#### [The input]
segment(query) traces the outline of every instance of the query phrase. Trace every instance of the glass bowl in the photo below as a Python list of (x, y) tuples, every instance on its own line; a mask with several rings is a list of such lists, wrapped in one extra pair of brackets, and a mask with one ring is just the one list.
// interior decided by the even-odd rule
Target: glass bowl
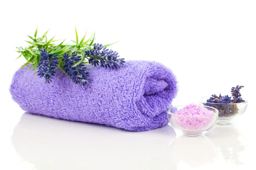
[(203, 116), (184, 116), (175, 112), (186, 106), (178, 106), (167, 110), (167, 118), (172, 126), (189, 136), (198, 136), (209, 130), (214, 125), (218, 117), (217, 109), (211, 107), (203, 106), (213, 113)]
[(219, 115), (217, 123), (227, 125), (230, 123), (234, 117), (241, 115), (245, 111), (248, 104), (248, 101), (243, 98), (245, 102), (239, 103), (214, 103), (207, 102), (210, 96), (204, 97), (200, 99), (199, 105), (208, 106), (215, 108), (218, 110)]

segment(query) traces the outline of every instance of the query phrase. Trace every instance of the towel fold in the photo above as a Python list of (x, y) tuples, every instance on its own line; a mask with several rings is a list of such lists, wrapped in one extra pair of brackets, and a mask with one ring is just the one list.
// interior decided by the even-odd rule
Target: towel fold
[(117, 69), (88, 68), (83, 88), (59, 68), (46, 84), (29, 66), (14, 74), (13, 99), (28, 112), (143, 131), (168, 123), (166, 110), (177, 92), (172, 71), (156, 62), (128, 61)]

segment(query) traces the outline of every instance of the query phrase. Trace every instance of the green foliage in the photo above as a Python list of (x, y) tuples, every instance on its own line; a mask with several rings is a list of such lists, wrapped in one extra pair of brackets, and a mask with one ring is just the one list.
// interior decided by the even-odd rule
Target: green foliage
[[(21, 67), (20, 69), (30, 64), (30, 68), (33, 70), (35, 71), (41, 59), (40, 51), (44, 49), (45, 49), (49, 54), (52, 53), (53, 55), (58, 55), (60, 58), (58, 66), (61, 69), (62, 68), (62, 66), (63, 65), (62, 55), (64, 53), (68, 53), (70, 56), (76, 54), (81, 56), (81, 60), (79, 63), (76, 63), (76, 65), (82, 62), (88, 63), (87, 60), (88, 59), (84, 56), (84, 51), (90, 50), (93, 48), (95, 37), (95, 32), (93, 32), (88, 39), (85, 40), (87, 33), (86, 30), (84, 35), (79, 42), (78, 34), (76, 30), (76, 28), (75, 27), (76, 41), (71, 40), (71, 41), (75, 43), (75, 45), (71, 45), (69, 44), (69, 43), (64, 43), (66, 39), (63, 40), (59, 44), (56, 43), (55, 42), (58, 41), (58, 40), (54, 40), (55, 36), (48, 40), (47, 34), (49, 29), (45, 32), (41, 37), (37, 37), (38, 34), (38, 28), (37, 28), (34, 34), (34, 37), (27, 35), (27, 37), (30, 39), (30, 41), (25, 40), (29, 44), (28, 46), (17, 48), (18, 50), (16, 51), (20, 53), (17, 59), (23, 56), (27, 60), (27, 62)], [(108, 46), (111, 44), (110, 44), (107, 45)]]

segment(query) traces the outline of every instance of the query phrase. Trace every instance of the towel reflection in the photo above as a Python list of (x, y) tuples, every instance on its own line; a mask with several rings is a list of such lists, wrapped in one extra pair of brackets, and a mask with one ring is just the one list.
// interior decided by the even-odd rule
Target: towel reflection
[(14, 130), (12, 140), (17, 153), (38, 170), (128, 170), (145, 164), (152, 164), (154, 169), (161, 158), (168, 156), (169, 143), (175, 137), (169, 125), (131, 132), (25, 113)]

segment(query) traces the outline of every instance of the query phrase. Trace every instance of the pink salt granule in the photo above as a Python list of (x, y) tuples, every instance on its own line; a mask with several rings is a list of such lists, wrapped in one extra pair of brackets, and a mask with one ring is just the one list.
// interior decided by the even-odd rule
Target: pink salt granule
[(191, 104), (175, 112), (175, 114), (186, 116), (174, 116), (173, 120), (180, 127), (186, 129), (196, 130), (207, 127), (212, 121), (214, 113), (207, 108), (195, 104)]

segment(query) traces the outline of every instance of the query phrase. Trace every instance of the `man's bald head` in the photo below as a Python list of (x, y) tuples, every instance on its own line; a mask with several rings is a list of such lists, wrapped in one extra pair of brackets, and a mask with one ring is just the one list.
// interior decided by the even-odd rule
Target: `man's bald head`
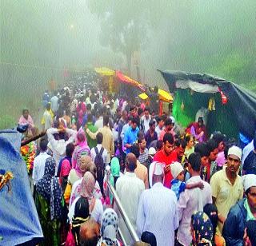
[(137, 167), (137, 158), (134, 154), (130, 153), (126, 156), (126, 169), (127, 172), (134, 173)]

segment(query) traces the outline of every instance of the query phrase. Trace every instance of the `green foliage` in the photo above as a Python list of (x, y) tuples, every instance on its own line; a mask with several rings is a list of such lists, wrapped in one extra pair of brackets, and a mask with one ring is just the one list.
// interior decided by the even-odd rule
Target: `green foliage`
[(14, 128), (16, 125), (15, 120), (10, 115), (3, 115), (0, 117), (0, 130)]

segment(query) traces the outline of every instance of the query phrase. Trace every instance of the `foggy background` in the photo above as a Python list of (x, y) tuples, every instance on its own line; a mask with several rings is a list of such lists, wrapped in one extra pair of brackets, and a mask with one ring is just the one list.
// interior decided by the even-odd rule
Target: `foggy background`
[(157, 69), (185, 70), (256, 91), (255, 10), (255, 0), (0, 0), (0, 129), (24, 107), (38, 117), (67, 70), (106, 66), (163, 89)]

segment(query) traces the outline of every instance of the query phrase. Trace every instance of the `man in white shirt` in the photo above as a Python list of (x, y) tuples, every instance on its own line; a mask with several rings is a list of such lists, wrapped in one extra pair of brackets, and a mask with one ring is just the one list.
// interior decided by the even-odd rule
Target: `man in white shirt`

---

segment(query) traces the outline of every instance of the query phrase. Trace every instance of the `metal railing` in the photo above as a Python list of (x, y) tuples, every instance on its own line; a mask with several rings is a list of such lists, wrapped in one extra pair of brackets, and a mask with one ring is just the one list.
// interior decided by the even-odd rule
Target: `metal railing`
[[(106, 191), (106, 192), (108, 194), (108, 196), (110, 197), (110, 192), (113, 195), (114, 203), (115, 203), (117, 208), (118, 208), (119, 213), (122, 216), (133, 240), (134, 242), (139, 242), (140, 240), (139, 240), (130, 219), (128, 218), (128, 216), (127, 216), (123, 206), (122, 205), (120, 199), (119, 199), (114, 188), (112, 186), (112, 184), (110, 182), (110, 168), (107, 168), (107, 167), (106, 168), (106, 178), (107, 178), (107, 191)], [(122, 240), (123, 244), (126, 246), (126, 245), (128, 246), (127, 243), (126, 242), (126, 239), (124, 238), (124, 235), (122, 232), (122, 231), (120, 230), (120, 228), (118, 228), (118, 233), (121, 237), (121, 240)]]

* * *

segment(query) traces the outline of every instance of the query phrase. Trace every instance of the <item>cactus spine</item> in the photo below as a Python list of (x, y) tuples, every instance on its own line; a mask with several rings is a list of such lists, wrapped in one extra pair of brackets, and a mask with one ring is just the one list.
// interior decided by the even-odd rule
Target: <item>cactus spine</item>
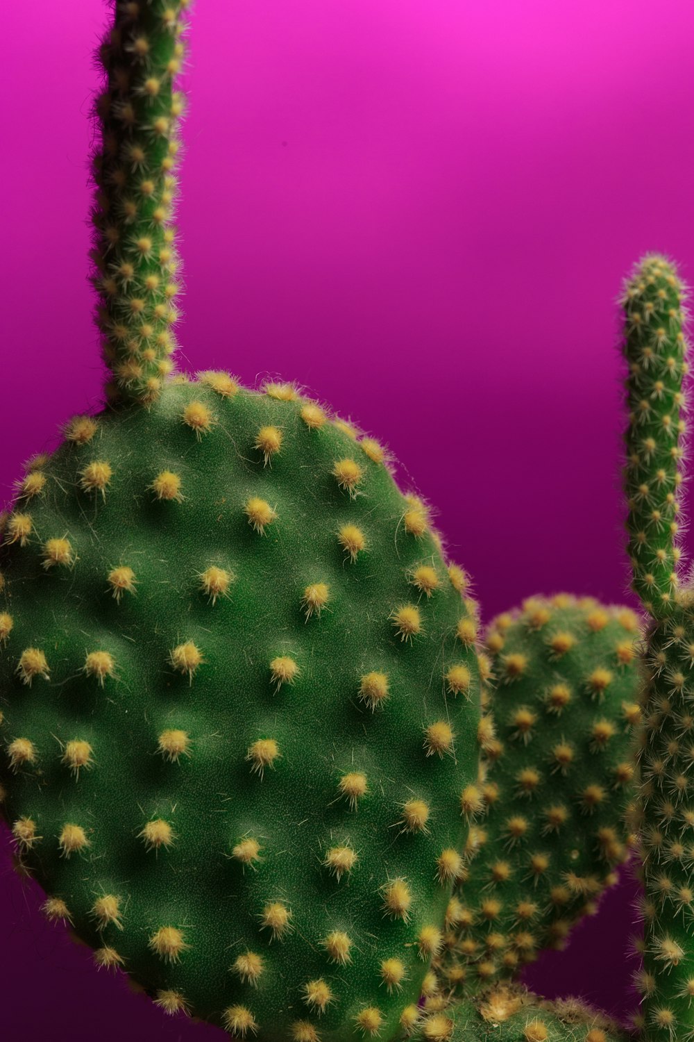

#### [Your objective]
Reproduce verbatim the lines between the one holding "of the <item>cactus" and the one holding "Target: <item>cactus spine</item>", inclusive.

#### [Right answer]
segment(query) traces the outline of every instance of the query phrase. Trace every instance of the <item>cactus spine</item> in the photo below as a Python list of (x, y) tuples, every instance on its own line; a mask with several rings is a list of such lists, wrapped in one extra pair of brackets, and a mask with one ring is just the one list.
// interior decided by the even-odd rule
Target: <item>cactus spine</item>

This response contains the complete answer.